▸ Exercise aim:
Show each line of the data below that contains the word "instance".

▸ Recorded information:
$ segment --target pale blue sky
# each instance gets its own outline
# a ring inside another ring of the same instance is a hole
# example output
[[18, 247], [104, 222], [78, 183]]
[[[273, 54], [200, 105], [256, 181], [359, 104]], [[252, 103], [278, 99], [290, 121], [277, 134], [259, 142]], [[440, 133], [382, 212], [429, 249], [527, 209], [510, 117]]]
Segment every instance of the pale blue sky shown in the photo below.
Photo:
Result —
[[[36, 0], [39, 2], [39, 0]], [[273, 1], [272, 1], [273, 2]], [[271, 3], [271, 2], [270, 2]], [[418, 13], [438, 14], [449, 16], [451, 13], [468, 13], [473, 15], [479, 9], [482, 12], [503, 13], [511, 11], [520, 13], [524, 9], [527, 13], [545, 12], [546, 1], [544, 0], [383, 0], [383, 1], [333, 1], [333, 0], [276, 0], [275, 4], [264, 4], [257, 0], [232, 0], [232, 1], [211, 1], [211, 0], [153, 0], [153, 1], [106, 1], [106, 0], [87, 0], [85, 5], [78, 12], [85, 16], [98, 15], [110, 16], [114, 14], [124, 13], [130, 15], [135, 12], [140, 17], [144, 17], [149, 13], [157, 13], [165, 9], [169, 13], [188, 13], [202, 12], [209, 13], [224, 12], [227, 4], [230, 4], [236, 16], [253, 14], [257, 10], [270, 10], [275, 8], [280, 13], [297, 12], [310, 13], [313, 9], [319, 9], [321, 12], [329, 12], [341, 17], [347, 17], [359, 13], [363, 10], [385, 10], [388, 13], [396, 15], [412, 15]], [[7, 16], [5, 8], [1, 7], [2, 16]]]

▸ Final answer:
# each instance gets its own outline
# a ring inside another ring of the same instance is a hole
Segment every instance of the pale blue sky shown in the photo below.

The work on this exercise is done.